═══ Study text

What You Don’t Want To Read, But Need To See, About Smoking And Your Mouth
The American Dental Association posted a recent video that many won’t want to see, but must—the negative health issues (including fatal oral health complications) that smoking can produce.
The ADA’s video mixes vital facts with gripping visuals to amplify our understanding of the dangers of smoking in the only format many of us are impressed by anymore—video.
The effects of smoking on your oral health goes beyond yellowing of your smile; it causes serious complications, including the very real possibility of oral cancers.
Oral cancer can be aggressive and spread quickly due to the number of blood vessels in your head and neck along with the proximity to your lymph nodes. And while the use of tobacco has been on the decline in the last 20 years, approximately 15% of all Americans still smoke.
Smoking’s effect on the mouth
For many of us, the first thing we notice when someone smokes is the yellow tint to their teeth. The yellow “cooling” is caused by chemicals found in cigarettes that stain the enamel of the teeth. Enamel is one of the hardest substances in the body; however, once it is damaged or eroded, there is no bringing it back.

══════
═══ Dataset excerpts

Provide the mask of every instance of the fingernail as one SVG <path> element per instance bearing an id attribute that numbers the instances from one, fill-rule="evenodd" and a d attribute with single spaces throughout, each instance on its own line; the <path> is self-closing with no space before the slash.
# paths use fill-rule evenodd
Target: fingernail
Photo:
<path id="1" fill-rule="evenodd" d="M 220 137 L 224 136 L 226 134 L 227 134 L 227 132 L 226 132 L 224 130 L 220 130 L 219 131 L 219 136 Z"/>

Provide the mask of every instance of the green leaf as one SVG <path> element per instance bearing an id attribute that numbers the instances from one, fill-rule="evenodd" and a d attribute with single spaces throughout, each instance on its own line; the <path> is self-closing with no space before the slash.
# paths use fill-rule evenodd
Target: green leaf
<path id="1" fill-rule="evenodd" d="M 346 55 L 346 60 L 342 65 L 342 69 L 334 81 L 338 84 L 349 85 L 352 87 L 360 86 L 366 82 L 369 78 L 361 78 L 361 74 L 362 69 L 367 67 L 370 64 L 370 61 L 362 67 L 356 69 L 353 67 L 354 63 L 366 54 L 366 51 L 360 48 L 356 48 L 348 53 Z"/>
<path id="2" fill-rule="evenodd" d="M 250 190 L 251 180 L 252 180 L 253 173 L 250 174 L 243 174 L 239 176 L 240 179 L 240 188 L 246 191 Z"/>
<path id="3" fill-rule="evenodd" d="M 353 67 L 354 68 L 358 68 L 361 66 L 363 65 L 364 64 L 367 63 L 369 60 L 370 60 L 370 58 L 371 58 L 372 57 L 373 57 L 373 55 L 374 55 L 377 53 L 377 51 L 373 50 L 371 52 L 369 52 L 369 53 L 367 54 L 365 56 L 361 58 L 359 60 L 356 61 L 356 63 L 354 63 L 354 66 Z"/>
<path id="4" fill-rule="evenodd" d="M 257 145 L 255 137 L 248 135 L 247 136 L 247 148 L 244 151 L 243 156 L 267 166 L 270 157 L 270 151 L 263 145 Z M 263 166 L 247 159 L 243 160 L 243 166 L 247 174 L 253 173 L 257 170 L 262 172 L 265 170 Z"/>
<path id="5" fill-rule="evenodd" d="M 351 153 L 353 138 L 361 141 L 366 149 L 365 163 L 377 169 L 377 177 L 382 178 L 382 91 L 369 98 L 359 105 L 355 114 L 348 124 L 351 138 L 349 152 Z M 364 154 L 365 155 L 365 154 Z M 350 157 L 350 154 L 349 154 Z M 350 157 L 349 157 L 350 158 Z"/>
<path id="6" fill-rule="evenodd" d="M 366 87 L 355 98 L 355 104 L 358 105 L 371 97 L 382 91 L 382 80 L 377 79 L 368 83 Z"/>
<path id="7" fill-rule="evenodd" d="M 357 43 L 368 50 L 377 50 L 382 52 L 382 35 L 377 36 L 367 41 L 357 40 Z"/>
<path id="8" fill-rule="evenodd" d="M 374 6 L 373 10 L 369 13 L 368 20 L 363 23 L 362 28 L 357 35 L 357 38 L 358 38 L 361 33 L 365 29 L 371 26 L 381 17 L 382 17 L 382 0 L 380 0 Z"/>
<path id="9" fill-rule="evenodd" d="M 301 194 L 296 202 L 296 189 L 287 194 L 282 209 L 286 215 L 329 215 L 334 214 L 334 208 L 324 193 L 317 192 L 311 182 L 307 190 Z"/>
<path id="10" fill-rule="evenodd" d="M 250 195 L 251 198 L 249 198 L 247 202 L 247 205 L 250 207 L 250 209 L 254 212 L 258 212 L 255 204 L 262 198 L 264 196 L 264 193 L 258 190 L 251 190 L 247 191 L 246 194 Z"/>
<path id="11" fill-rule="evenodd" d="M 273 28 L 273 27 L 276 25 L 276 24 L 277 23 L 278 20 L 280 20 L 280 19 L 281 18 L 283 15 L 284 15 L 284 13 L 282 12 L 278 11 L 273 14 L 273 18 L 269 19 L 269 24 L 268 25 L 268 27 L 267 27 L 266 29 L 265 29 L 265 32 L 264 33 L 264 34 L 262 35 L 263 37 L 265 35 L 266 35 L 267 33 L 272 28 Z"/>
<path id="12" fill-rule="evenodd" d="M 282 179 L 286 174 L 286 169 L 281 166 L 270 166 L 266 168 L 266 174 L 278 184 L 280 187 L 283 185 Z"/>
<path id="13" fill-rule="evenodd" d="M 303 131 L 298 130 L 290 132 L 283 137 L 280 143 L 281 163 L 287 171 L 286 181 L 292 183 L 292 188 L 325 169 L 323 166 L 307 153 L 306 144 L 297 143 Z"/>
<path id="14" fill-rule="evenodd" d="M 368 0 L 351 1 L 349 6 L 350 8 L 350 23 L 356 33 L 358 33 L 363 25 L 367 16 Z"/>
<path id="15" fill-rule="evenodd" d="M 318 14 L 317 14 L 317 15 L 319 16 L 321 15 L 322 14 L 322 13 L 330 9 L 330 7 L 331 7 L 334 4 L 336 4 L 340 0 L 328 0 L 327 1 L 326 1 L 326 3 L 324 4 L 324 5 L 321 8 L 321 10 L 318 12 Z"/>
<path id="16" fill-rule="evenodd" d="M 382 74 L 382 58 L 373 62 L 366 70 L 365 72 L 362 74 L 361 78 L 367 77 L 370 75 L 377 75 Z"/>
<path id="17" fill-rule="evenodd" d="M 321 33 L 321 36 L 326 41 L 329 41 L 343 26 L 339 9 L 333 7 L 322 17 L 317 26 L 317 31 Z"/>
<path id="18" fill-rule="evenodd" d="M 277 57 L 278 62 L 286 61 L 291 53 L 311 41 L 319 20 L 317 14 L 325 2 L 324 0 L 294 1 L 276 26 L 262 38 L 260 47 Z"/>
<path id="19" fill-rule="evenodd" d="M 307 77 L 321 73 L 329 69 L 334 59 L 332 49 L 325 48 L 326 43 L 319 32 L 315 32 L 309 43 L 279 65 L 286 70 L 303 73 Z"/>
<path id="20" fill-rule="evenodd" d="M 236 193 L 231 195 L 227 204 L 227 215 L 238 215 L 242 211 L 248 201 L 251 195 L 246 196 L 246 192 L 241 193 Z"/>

══════

Activity 1: Render this sentence from the article on smoking and oral health into Spanish: "Enamel is one of the hardest substances in the body; however, once it is damaged or eroded, there is no bringing it back."
Activity 2: Transcribe the article on smoking and oral health from "What You Don’t" up to and including "Americans still smoke.".
Activity 3: Write the next part of the article on smoking and oral health, picking up after its final sentence.

Answer area 1: El esmalte es una de las sustancias más duras del cuerpo; sin embargo, una vez que se daña o se erosiona, no hay forma de recuperarlo.

Answer area 2:
What You Don’t Want To Read, But Need To See, About Smoking And Your Mouth
The American Dental Association posted a recent video that many won’t want to see, but must—the negative health issues (including fatal oral health complications) that smoking can produce.
The ADA’s video mixes vital facts with gripping visuals to amplify our understanding of the dangers of smoking in the only format many of us are impressed by anymore—video.
The effects of smoking on your oral health goes beyond yellowing of your smile; it causes serious complications, including the very real possibility of oral cancers.
Oral cancer can be aggressive and spread quickly due to the number of blood vessels in your head and neck along with the proximity to your lymph nodes. And while the use of tobacco has been on the decline in the last 20 years, approximately 15% of all Americans still smoke.

Answer area 3:
Infected and receding gums are another sign of a smoker. Smokers are twice as likely to suffer from gum disease as nonsmokers. When the gums are damaged, they can pull away from the teeth and cause the bones underneath to deteriorate. And once the bones break down, it causes instability in the teeth and can cause them to become loose and fall out. This is why many smokers are lacking at least one tooth.
Finally, smoker’s breath is another adverse effect of smoking that virtually all of us are familiar with. Particles from the cigarette are transferred to the mouth where they remain long after you put out the cigarette. These particles can dry out your mouth, which causes bacteria to multiply. The common lack of salvia among smokers spurs this bacteria to attach to the teeth and gum line, too, which is how periodontal diseases are caused.
The most severe complication that can occur due to smoking is oral cancer. It is estimated 80% of those diagnosed with oral cancer are also smokers. Early symptoms of include swelling or lumps around your mouth, red or white lesions in your mouth, and numbness and trouble moving your jaw when talking or eating. If you are experiencing any of these symptoms, it is important you seek medical care immediately.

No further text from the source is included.